JAKARTA - Rangkaian banjir dan longsor yang terjadi berulang di berbagai wilayah Indonesia sepanjang 2025 kembali menjadi pengingat atas rapuhnya pengelolaan ruang hidup. Bencana yang datang silih berganti tidak lagi dipandang semata sebagai peristiwa alam, melainkan sebagai konsekuensi dari cara manusia memperlakukan lingkungan.
Refleksi tersebut mengemuka dalam diskusi akhir tahun bertajuk Hutan Kita, Ibu Kita yang digelar di Jakarta, Senin (22/12/2025). Forum ini menghadirkan akademisi, ilmuwan, pegiat lingkungan, perwakilan Masyarakat Adat, serta generasi muda untuk membahas hubungan antara kebijakan pengelolaan ruang, ketimpangan penguasaan hutan, dan meningkatnya risiko bencana ekologis.
Perwakilan Aliansi Masyarakat Adat Nusantara (AMAN), Giat Perwangsa, menilai bencana ekologis yang terjadi di berbagai daerah tidak terlepas dari kebijakan penerbitan izin di atas ruang hidup masyarakat.
=======
(Tujuan Latihan):
a) Menurut kutipan tentang banjir dan longsor, kapan diskusi Hutan Kita, Ibu Kita diadakan?
b) Bisakah paragraf yang diawali "Refleksi tersebut mengemuka" dalam kutipan tentang banjir dan longsor diringkas menjadi satu kalimat tanpa menghilangkan fakta pokoknya?
c) Teruskan kutipan tentang banjir dan longsor, mulai sesudah kalimat terakhirnya.
Materi berikut tidak ada hubungannya dengan kutipan tentang banjir dan longsor.
=======
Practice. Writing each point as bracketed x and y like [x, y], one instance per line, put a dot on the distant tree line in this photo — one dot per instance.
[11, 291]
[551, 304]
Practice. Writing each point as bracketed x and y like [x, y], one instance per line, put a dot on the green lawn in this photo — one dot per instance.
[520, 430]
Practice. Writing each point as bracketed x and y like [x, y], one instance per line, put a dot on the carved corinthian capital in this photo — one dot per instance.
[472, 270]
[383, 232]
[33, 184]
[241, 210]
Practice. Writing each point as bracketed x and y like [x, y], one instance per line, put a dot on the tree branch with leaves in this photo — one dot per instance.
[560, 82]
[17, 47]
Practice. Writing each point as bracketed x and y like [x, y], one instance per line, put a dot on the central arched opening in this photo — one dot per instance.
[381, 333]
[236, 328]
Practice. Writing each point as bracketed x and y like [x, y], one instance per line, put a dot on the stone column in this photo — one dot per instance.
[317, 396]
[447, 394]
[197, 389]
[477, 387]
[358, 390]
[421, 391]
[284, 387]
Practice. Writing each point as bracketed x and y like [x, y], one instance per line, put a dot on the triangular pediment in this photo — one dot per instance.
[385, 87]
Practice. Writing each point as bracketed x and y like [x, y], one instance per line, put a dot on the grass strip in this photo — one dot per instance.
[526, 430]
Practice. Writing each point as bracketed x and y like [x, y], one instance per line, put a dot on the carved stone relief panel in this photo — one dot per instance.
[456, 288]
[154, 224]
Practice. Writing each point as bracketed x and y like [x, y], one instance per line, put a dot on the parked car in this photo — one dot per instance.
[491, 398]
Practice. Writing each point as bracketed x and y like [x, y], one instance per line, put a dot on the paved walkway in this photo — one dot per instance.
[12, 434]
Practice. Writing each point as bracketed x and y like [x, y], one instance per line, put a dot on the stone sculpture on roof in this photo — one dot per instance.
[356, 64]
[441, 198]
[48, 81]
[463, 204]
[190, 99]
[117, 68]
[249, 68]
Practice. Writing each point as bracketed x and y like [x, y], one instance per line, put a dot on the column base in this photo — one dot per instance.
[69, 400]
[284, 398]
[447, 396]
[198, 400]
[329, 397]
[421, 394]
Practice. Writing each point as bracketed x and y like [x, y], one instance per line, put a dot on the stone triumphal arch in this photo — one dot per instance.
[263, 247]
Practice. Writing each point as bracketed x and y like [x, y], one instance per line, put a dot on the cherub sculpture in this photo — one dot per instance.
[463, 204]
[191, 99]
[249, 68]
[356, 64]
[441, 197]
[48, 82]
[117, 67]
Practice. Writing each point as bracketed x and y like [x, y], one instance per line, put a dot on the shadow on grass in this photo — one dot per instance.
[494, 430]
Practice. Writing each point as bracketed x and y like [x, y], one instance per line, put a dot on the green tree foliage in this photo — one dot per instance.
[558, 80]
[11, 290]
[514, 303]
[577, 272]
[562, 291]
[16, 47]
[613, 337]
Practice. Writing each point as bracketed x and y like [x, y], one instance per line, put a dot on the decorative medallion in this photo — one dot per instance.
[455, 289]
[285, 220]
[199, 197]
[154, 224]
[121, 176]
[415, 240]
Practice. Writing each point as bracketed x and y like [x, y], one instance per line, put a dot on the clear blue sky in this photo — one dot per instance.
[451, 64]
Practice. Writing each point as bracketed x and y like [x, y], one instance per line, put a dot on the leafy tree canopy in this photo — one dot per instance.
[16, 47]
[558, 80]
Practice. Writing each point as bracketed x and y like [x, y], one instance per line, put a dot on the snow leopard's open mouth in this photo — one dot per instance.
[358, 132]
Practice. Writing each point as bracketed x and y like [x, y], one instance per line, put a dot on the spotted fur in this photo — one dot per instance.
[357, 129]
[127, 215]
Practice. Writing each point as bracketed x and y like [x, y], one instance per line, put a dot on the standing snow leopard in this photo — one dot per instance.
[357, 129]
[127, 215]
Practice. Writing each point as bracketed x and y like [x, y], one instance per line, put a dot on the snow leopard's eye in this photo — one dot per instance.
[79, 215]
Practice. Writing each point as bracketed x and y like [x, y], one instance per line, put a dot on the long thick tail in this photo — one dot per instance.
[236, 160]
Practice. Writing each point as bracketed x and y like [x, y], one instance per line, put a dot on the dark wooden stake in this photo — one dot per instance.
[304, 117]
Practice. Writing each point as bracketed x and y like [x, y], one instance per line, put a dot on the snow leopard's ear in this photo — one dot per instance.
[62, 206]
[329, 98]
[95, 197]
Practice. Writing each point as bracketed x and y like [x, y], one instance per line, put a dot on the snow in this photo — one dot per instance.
=======
(Jawaban Latihan):
a) Pada Senin, 22 Desember 2025.

b) Diskusi akhir tahun Hutan Kita, Ibu Kita di Jakarta pada Senin (22/12/2025) mempertemukan akademisi, ilmuwan, pegiat lingkungan, perwakilan Masyarakat Adat, dan generasi muda untuk membahas kaitan kebijakan pengelolaan ruang dan ketimpangan penguasaan hutan dengan meningkatnya risiko bencana ekologis.

c)
“Bencana ini terjadi hampir di seluruh Indonesia, tidak hanya di Sumatra. Di Kalimantan, hampir setiap hari terjadi bencana dan rumah-rumah tenggelam. Ini menunjukkan bahwa bencana berkaitan dengan izin-izin yang diterbitkan negara,” ujar Giat.
Menurutnya, pengalaman Masyarakat Adat menunjukkan bahwa sebelum izin pengelolaan sumber daya alam diterbitkan secara masif, bencana ekologis bukan bagian dari kehidupan sehari-hari komunitas adat. “Masyarakat Adat sudah mengidentifikasi ruang hidupnya selama ratusan bahkan ribuan tahun. Bencana mulai muncul setelah izin-izin itu hadir,” katanya.
Ketimpangan Penguasaan Hutan
Persoalan bencana juga dinilai berkaitan erat dengan ketimpangan penguasaan kawasan hutan. Head of Peusangan Elephant Conservation Initiative WWF Indonesia, Robi Royana, memaparkan bahwa dari sekitar 120,4 juta hektare kawasan hutan di Indonesia, sekitar 65 persen dikelola pemerintah, 25 persen dikelola swasta, sementara masyarakat hanya mengelola sekitar 4 persen.
“Jika melihat persentase tersebut, justru pada porsi terbesar itulah perbaikan perlu dilakukan. Tata guna lahan kita menjadi salah satu penyebab utama bencana-bencana ini,” tegas Robi.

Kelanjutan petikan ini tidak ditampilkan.